Supplied text:

******

Sometimes I wonder if what we're seeing is space-time buoyancy, of sorts, and that EM drive is a constant-displacement (perhaps fixed maximum velocity?) device relative to its initial state, and that the evanescent waves are part of, or a consequence of the working mechanism. But I have no firm grounding in general relativity, quantum field theory, electrodynamics, or even plain old RF engineering, so I have no idea what I should be looking for to prove or disprove that back-of-the-mind idea (or even if it's already been disproven).
I think many feel that the link of em and gravity is probably the way through this. We know mass then gravity warps spacetime in a macro sense, but what about in a micro sense? EWs interferometer hints that em could be warping spacetime on a very small scale...increasing the laser path as they indicated, about 40x that of thermal heating IIRC.
For the nondiyers with vacuum chambers, it seems clear that confined em in a cavity might well distort a laser interferometer. If I were a student or professor with access to the right equipment, I'd go after this hypothesis quickly.
Ditto rfmwguy. Run the laser interferometer through optical Quartz optics, one through the center of the EMDrive. I think you're right, this would be a great to do project for a university or students looking to do a thesis on. I'm sure TT would help with a TE013 frustum, if he doesn't I'll build one for them.

******

Given entries:

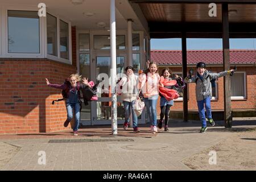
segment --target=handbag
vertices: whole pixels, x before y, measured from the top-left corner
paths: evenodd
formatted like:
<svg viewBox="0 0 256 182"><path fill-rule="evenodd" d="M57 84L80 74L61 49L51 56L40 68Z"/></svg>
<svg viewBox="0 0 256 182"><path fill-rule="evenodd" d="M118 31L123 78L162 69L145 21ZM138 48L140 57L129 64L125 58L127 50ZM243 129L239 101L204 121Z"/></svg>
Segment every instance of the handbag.
<svg viewBox="0 0 256 182"><path fill-rule="evenodd" d="M137 117L139 117L141 113L142 113L142 111L144 109L144 107L145 107L145 103L143 102L141 98L139 98L139 95L141 91L141 89L139 90L139 93L138 93L137 96L136 97L136 100L133 104L133 107L134 110L136 114L137 115Z"/></svg>

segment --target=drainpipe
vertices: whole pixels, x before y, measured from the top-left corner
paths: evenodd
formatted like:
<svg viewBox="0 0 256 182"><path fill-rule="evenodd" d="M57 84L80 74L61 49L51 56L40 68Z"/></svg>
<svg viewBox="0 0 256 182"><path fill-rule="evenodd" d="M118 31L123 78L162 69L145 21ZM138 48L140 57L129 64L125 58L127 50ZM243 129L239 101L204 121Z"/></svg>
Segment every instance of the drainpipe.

******

Problems to work on:
1. In the EM drive discussion, what kind of frustum does the last post say TT would help with?
2. Give each line of the listing as a JSON list of strings, one string per line, with blank lines left out. Leave the picture out.

Expected responses:
1. A TE013 frustum.

2.
[
  "segment --target=handbag",
  "vertices: whole pixels, x before y, measured from the top-left corner",
  "paths: evenodd",
  "formatted like:",
  "<svg viewBox=\"0 0 256 182\"><path fill-rule=\"evenodd\" d=\"M57 84L80 74L61 49L51 56L40 68Z\"/></svg>",
  "<svg viewBox=\"0 0 256 182\"><path fill-rule=\"evenodd\" d=\"M118 31L123 78L162 69L145 21ZM138 48L140 57L129 64L125 58L127 50ZM243 129L239 101L204 121Z\"/></svg>",
  "Segment every instance of the handbag.",
  "<svg viewBox=\"0 0 256 182\"><path fill-rule=\"evenodd\" d=\"M137 117L139 117L141 113L142 113L142 111L144 109L144 107L145 107L145 103L143 102L141 98L139 98L139 95L141 91L141 89L139 90L139 93L138 93L137 96L136 97L136 100L133 104L133 107L134 110L136 114L137 115Z\"/></svg>",
  "segment --target=drainpipe",
  "vertices: whole pixels, x before y, measured from the top-left corner",
  "paths: evenodd",
  "formatted like:",
  "<svg viewBox=\"0 0 256 182\"><path fill-rule=\"evenodd\" d=\"M57 84L80 74L61 49L51 56L40 68Z\"/></svg>",
  "<svg viewBox=\"0 0 256 182\"><path fill-rule=\"evenodd\" d=\"M118 31L123 78L162 69L145 21ZM138 48L140 57L129 64L125 58L127 50ZM243 129L239 101L204 121Z\"/></svg>",
  "Segment every instance of the drainpipe."
]